WORK INSTRUCTIONS>
Exactly as shown below, retype every line of the data.

-- DATA SUPPLIED follows --

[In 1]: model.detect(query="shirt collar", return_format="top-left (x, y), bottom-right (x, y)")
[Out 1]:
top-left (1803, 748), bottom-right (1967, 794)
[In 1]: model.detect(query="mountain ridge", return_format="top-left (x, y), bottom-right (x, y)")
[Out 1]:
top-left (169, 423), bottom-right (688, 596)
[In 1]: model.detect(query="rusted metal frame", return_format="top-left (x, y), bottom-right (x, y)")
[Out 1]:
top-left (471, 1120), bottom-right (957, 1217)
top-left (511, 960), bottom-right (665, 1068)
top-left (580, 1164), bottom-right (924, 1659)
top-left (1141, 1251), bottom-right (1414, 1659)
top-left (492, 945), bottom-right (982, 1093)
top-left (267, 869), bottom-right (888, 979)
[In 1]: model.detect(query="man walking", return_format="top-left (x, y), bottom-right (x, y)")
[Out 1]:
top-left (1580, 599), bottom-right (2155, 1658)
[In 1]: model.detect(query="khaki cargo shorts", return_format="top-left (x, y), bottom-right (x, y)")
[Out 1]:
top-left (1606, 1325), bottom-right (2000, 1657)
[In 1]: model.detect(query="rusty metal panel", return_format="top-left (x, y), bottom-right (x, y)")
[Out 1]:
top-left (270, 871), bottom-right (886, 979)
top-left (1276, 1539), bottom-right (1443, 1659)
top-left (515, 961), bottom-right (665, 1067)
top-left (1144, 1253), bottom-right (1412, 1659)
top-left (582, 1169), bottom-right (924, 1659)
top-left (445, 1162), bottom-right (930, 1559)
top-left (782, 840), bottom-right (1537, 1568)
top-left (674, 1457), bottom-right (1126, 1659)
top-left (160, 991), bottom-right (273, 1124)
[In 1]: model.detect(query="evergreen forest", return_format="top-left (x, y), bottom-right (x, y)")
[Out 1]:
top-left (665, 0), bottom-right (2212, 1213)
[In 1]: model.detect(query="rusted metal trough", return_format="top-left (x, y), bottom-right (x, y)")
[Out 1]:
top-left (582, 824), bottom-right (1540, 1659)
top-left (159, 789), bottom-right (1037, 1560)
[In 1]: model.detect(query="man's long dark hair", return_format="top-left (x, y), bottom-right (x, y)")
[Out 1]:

-- DATA SUPPLIED concluded --

OUTPUT>
[In 1]: model.detect(query="shirt collar", return_format="top-left (x, y), bottom-right (x, y)")
[Out 1]:
top-left (1803, 748), bottom-right (1967, 794)
[In 1]: model.detect(query="mountain ridge", return_format="top-left (x, y), bottom-right (x, y)")
[Out 1]:
top-left (169, 423), bottom-right (688, 596)
[In 1]: model.detect(query="rusted metal frame", return_format="top-left (x, y), bottom-right (x, y)")
[Out 1]:
top-left (471, 1120), bottom-right (957, 1217)
top-left (511, 960), bottom-right (665, 1068)
top-left (580, 1164), bottom-right (924, 1659)
top-left (1141, 1251), bottom-right (1414, 1659)
top-left (492, 945), bottom-right (982, 1093)
top-left (267, 869), bottom-right (888, 979)
[In 1]: model.detect(query="man walking", return_format="top-left (x, y), bottom-right (x, y)")
[Out 1]:
top-left (1580, 599), bottom-right (2155, 1658)
[In 1]: model.detect(query="khaki cargo shorts", return_format="top-left (x, y), bottom-right (x, y)")
[Out 1]:
top-left (1606, 1325), bottom-right (2000, 1657)
[In 1]: model.detect(query="rusty metal panel", return_format="top-left (x, y), bottom-right (x, y)")
[Out 1]:
top-left (270, 871), bottom-right (886, 979)
top-left (1276, 1539), bottom-right (1443, 1659)
top-left (515, 961), bottom-right (665, 1067)
top-left (1144, 1253), bottom-right (1412, 1659)
top-left (582, 1169), bottom-right (924, 1659)
top-left (445, 1162), bottom-right (930, 1559)
top-left (782, 840), bottom-right (1537, 1568)
top-left (674, 1457), bottom-right (1126, 1659)
top-left (160, 991), bottom-right (273, 1124)
[In 1]: model.detect(query="evergreen forest", return_format="top-left (x, y), bottom-right (x, y)")
[Out 1]:
top-left (665, 0), bottom-right (2212, 1213)
[In 1]: model.detect(query="rusted metal trough", return_format="top-left (x, y), bottom-right (x, y)")
[Out 1]:
top-left (582, 824), bottom-right (1540, 1659)
top-left (159, 789), bottom-right (1037, 1560)
[In 1]: model.detect(query="man's long dark hair", return_format="top-left (x, y), bottom-right (x, y)")
[Out 1]:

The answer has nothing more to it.